■ Tasks for this exercise:
(a) Check whether each statement below agrees with the passage on Hoffmann's chair. Answer yes or no for each, and quote the words from the passage that settle it. (i) The Viennese chair was called a machine-for-sitting. (ii) Hoffmann wanted Viennese craftsmen to make each chair part by hand. (iii) The rows of knobs on the back of the frame let the back be raised and lowered.
(b) From the passage on Hoffmann's chair, set down word for word the stretch from "Compare the results of Josef" through "reinforce critical joints.".
* Begin Passage given *
Sitzmaschine, designed by Josef Hoffman and made by J and J Kohn, 1908.

Who valued handmade craftsmanship any longer? Machine technology opened up endless possibilities; Hoffmann wanted Viennese craftsmen to use machinery to make identical chair parts cheaply, fast and with a lovely finish. In the end we can say that while Hoffmann used the principles of the Morris chair, his designs and manufacturing techniques were from a totally different country and in a totally different era.

Compare the results of Josef Hoffmann with that of Philip Webb. Firstly the Viennese chair was called a machine-for-sitting, a very clear acknowledgement of the mechanical aspects of modernity. Secondly the forms became very starkly geometric and simplified, presumably suited to machine production. Every element that would have taken weeks by hand back in 1870 ...could be done by machine in hours eg the rectangular back splat and the bentwood loops that formed the armrests and legs. Thirdly exposed, handmade joinery that was found in much British Arts and Crafts furniture was replaced by the small "spheres" that Hoffmann used to reinforce critical joints.

Hoffmann understood that with good design work, standardised machine-made parts could also double as decorative shapes. In fact the decorative and functional components of the chair were smoothly blended together. Rectangular windows on the side and back panels held the chair together, but they also added a decorative element that was redolent of industrial modernity. The rows of knobs on the back of the frame enabled the client to move the position of a rod between the knobs, allowing the back to be raised and lowered.
* End Passage given *
* Begin Data segment *
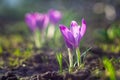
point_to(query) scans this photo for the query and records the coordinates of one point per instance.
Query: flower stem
* End Data segment *
■ Final answers:
(a)
(i) Yes: "Firstly the Viennese chair was called a machine-for-sitting"
(ii) No: "Hoffmann wanted Viennese craftsmen to use machinery to make identical chair parts cheaply, fast and with a lovely finish"
(iii) Yes: "The rows of knobs on the back of the frame enabled the client to move the position of a rod between the knobs, allowing the back to be raised and lowered."

(b)
Compare the results of Josef Hoffmann with that of Philip Webb. Firstly the Viennese chair was called a machine-for-sitting, a very clear acknowledgement of the mechanical aspects of modernity. Secondly the forms became very starkly geometric and simplified, presumably suited to machine production. Every element that would have taken weeks by hand back in 1870 ...could be done by machine in hours eg the rectangular back splat and the bentwood loops that formed the armrests and legs. Thirdly exposed, handmade joinery that was found in much British Arts and Crafts furniture was replaced by the small "spheres" that Hoffmann used to reinforce critical joints.